> [Short exercise] Rewrite the data from the line containing "Task: in the photo above, where can the rugged" through the end of the data, inclusive, replacing "tag" with "mark" and changing nothing else. Omit the pictures from your answer.

== == ==

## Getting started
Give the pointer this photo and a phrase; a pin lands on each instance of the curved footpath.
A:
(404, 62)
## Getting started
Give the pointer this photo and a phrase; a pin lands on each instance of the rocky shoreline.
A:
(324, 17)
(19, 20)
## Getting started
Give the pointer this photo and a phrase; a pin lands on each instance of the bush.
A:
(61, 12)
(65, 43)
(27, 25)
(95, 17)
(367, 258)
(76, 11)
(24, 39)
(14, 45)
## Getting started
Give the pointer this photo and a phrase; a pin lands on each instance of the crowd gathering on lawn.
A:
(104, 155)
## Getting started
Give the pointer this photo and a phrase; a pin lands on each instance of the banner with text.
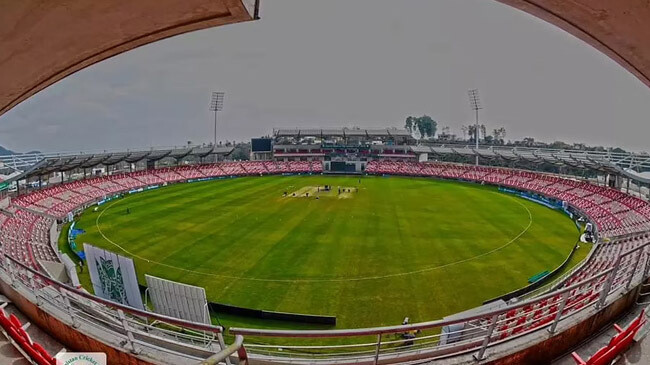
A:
(113, 276)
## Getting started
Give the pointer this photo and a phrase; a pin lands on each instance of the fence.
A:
(168, 339)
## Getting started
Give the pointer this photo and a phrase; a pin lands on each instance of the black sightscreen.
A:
(261, 144)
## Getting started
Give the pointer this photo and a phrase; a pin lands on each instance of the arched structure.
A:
(617, 28)
(42, 42)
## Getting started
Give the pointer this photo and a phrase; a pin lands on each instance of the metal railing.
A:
(166, 339)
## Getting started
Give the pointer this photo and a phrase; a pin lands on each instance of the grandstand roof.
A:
(618, 28)
(341, 132)
(42, 164)
(623, 164)
(45, 41)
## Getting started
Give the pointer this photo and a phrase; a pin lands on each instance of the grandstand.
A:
(28, 231)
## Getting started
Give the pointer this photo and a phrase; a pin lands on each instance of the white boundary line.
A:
(364, 278)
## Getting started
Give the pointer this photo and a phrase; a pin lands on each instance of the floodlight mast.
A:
(475, 104)
(216, 105)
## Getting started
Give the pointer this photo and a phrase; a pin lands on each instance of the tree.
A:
(472, 134)
(465, 130)
(425, 125)
(499, 135)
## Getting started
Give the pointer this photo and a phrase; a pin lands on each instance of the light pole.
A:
(475, 104)
(216, 105)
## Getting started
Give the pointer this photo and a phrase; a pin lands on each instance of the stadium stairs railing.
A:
(166, 339)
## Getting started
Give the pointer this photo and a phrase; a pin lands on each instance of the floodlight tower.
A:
(216, 105)
(475, 104)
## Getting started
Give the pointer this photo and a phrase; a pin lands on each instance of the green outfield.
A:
(382, 249)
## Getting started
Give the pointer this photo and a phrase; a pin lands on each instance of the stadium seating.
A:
(24, 226)
(614, 212)
(15, 331)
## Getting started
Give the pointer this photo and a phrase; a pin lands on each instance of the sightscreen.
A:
(261, 144)
(178, 300)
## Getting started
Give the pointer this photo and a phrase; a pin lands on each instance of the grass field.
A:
(398, 247)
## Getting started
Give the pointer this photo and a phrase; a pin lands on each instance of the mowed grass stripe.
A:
(244, 228)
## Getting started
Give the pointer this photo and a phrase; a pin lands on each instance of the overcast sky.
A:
(335, 63)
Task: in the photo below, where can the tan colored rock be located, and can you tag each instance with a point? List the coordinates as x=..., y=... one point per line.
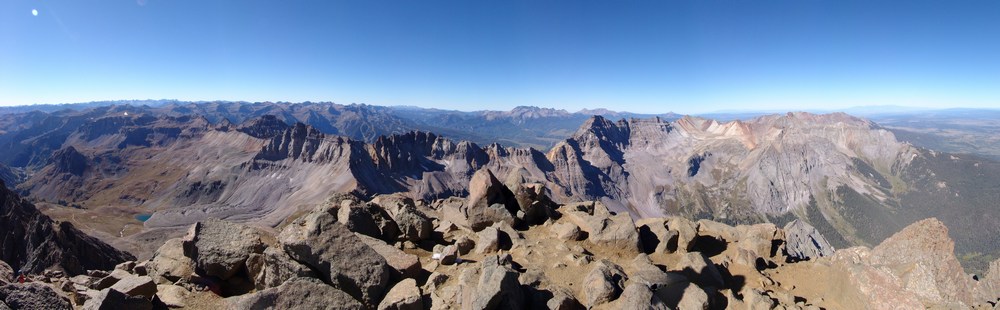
x=405, y=295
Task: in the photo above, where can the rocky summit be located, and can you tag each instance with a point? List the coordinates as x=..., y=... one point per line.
x=569, y=256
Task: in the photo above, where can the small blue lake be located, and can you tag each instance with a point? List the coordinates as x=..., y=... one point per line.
x=143, y=217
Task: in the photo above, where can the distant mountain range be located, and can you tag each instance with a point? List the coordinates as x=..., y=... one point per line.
x=179, y=163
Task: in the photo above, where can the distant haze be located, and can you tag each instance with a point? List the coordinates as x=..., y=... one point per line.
x=646, y=57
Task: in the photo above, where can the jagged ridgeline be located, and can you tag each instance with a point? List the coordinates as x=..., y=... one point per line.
x=848, y=177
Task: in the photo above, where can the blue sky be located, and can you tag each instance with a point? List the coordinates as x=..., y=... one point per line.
x=641, y=56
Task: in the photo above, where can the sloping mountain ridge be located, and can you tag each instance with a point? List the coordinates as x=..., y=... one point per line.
x=848, y=177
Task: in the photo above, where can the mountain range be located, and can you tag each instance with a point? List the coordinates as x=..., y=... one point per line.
x=174, y=164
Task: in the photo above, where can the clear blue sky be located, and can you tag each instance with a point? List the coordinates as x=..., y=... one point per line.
x=642, y=56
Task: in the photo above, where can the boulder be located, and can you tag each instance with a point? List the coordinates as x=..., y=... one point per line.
x=489, y=202
x=368, y=219
x=989, y=286
x=602, y=227
x=566, y=231
x=687, y=231
x=923, y=256
x=220, y=248
x=465, y=245
x=447, y=254
x=274, y=267
x=656, y=237
x=699, y=269
x=32, y=296
x=111, y=299
x=604, y=283
x=404, y=265
x=413, y=224
x=639, y=296
x=488, y=240
x=172, y=295
x=169, y=263
x=405, y=295
x=497, y=288
x=136, y=286
x=341, y=258
x=297, y=293
x=803, y=242
x=535, y=205
x=7, y=274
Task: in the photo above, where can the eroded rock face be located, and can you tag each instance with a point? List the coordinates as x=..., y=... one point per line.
x=220, y=248
x=320, y=242
x=298, y=293
x=805, y=242
x=34, y=242
x=923, y=256
x=489, y=201
x=604, y=283
x=32, y=296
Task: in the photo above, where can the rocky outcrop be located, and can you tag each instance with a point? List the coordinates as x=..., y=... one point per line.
x=320, y=242
x=33, y=242
x=32, y=296
x=805, y=242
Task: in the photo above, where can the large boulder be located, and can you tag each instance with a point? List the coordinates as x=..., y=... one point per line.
x=923, y=256
x=639, y=296
x=340, y=257
x=368, y=219
x=6, y=273
x=274, y=267
x=989, y=285
x=297, y=293
x=604, y=283
x=803, y=242
x=413, y=224
x=111, y=299
x=220, y=248
x=497, y=288
x=405, y=295
x=403, y=265
x=169, y=263
x=32, y=296
x=489, y=201
x=603, y=227
x=136, y=286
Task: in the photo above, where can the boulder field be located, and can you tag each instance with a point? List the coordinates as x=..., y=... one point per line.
x=516, y=249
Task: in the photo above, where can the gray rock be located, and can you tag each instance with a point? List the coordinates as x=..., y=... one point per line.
x=111, y=299
x=32, y=296
x=7, y=274
x=566, y=231
x=320, y=242
x=297, y=293
x=274, y=267
x=687, y=231
x=803, y=242
x=497, y=288
x=220, y=248
x=602, y=227
x=136, y=286
x=604, y=283
x=489, y=241
x=489, y=202
x=639, y=296
x=699, y=269
x=368, y=219
x=404, y=265
x=405, y=295
x=169, y=263
x=465, y=245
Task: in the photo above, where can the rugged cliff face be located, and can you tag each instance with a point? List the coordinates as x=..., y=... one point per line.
x=846, y=176
x=33, y=242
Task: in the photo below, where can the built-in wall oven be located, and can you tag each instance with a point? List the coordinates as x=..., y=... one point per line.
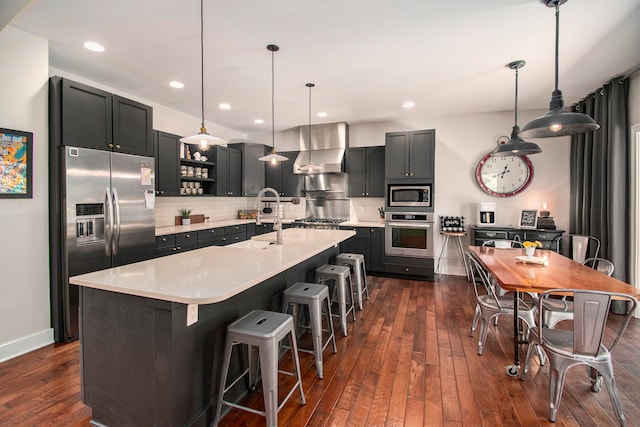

== == ==

> [Task output]
Task: in the photo above, where can the rugged cliff face be located, and can you mark each instance with a point? List the coordinates as x=..., y=... one point per line.
x=846, y=176
x=33, y=242
Task: in the photo below, where can the built-in wall oven be located, and can you mark each instance with a point? List the coordinates as x=..., y=... one point per line.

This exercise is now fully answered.